## Provided text
**********
4. Quantitative Results and Comparative Analysis

Larger, instruction-tuned proprietary LLMs achieve the strongest results, but open-weight models have closed much of the performance gap through training on synthetic or execution-verified trajectories.

Model / Configuration	Pass@1 (%) / % Solved	Context	Reference
Claude 4.5 Opus	59.0	Kali / Multi-agent stack	(Merves et al., 18 Apr 2026)
Gemini 3 Pro	52.0	Kali / Multi-agent stack	(Merves et al., 18 Apr 2026)
D-CIPHER (Claude 3.5)	19.0 – 22.0	Ubuntu / Multi-agent stack	(Udeshi et al., 15 Feb 2025)
CRAKEN + Graph-RAG	22.0	Ubuntu / Knowledge-based exec	(Shao et al., 21 May 2025)
Cyber-Zero-32B (open)	13.5	EnIGMA+ scaffold, fine-tuned	(Zhuo et al., 29 Jul 2025)
EnIGMA (Claude 3.5 Sonnet)	13.5	Ubuntu / Tool-augmented agent	(Abramovich et al., 2024)
Open-weight zero-shot (max)	6.2	DeepSeek-V3-0324	(Zhuo et al., 25 Aug 2025)

Absolute performance is highly sensitive to execution environment and agent design. For example, extending containerization from Ubuntu to Kali Linux with full pentest tooling results in a +9.5% solve-rate gain for the same model (Merves et al., 18 Apr 2026).

EnIGMA’s introduction of interactive debugging and server interfaces tripled solve rates over initial baselines. D-CIPHER’s multi-agent synergy and feedback loops produced further improvements. CRAKEN’s knowledge-grounded, self-reflective retrieval added another +3 percentage points, particularly enhancing reverse engineering and web categories. Cyber-Zero and CTF-Dojo demonstrated the effectiveness of training open-weight models on synthetic and execution-verified trajectories, lifting low-parameter models into the double-digit pass@1 regime (Zhuo et al., 29 Jul 2025, Zhuo et al., 25 Aug 2025).
**********
## Source data
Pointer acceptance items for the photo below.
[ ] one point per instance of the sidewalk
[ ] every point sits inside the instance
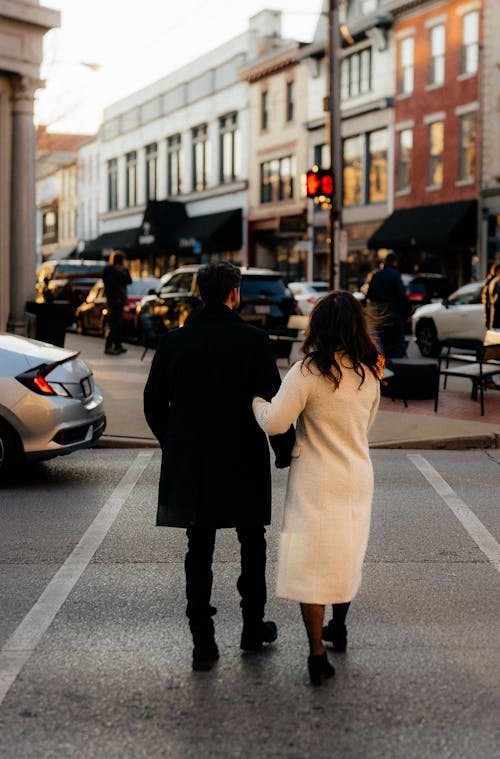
(456, 425)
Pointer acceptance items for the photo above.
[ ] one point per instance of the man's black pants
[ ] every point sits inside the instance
(251, 582)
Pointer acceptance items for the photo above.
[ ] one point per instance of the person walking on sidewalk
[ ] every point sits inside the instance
(387, 292)
(116, 277)
(215, 470)
(334, 394)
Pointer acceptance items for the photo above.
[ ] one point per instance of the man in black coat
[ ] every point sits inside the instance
(116, 277)
(387, 291)
(215, 469)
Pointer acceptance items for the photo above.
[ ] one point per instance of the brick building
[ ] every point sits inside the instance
(437, 133)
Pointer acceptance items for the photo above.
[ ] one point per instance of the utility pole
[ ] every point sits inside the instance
(335, 140)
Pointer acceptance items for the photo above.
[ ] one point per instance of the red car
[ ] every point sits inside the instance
(91, 315)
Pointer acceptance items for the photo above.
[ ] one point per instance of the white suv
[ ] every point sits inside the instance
(459, 316)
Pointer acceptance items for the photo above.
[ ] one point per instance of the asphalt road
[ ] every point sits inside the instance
(95, 653)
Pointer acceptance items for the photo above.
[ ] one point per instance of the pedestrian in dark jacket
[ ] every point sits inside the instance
(215, 469)
(387, 291)
(116, 277)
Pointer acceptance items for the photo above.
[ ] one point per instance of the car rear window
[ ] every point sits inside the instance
(253, 286)
(78, 270)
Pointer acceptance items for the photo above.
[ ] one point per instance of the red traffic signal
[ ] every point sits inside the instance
(319, 183)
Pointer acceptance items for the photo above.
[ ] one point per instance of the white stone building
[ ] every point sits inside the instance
(173, 163)
(23, 24)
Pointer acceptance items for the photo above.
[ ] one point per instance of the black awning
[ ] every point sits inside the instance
(125, 239)
(442, 225)
(164, 218)
(215, 232)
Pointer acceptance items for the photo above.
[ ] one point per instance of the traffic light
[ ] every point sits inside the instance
(319, 183)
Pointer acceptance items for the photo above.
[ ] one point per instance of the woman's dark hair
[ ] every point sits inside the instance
(338, 324)
(215, 281)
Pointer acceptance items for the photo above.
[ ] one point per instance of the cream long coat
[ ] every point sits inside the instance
(330, 484)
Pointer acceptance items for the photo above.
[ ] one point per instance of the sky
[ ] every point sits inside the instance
(131, 43)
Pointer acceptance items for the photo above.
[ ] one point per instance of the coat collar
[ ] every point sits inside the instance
(217, 312)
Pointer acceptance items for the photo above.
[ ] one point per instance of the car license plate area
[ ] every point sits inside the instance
(262, 308)
(86, 387)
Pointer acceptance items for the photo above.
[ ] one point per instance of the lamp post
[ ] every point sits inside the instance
(335, 141)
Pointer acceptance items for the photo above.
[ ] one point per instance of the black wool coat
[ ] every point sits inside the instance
(215, 469)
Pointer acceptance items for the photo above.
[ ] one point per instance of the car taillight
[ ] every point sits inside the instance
(34, 379)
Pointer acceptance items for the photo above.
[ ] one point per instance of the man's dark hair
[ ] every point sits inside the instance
(216, 281)
(117, 257)
(391, 259)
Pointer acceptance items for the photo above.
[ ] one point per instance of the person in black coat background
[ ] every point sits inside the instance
(215, 469)
(116, 277)
(387, 291)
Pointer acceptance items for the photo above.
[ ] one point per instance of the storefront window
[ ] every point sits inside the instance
(353, 171)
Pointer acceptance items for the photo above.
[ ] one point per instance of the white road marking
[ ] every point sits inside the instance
(21, 644)
(476, 529)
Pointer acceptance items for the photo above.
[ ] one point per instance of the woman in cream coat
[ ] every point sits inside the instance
(333, 393)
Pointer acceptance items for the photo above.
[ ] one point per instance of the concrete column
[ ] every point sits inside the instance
(23, 206)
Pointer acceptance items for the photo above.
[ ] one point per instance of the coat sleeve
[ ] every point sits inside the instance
(157, 392)
(267, 383)
(276, 416)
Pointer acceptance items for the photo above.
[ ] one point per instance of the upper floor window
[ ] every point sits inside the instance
(230, 148)
(405, 152)
(175, 167)
(467, 161)
(290, 90)
(470, 43)
(201, 157)
(264, 109)
(405, 65)
(353, 149)
(151, 171)
(277, 179)
(437, 54)
(435, 156)
(378, 145)
(131, 179)
(112, 184)
(356, 73)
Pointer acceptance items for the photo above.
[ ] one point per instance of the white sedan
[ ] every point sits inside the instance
(307, 293)
(461, 316)
(49, 404)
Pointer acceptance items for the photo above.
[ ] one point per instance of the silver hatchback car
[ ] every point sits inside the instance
(49, 404)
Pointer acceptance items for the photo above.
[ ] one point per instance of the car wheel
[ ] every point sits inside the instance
(10, 450)
(427, 339)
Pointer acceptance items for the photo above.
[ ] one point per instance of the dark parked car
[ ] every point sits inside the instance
(68, 281)
(92, 315)
(266, 302)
**********
## Using the information
**a.** In the quantitative results section, what solve-rate gain came from extending containerization from Ubuntu to Kali Linux with full pentest tooling?
**b.** Repeat the quantitative results section from "EnIGMA’s introduction of" up to and including "25 Aug 2025).".

## Solutions for each task
**a.** A +9.5% solve-rate gain for the same model.

**b.**
EnIGMA’s introduction of interactive debugging and server interfaces tripled solve rates over initial baselines. D-CIPHER’s multi-agent synergy and feedback loops produced further improvements. CRAKEN’s knowledge-grounded, self-reflective retrieval added another +3 percentage points, particularly enhancing reverse engineering and web categories. Cyber-Zero and CTF-Dojo demonstrated the effectiveness of training open-weight models on synthetic and execution-verified trajectories, lifting low-parameter models into the double-digit pass@1 regime (Zhuo et al., 29 Jul 2025, Zhuo et al., 25 Aug 2025).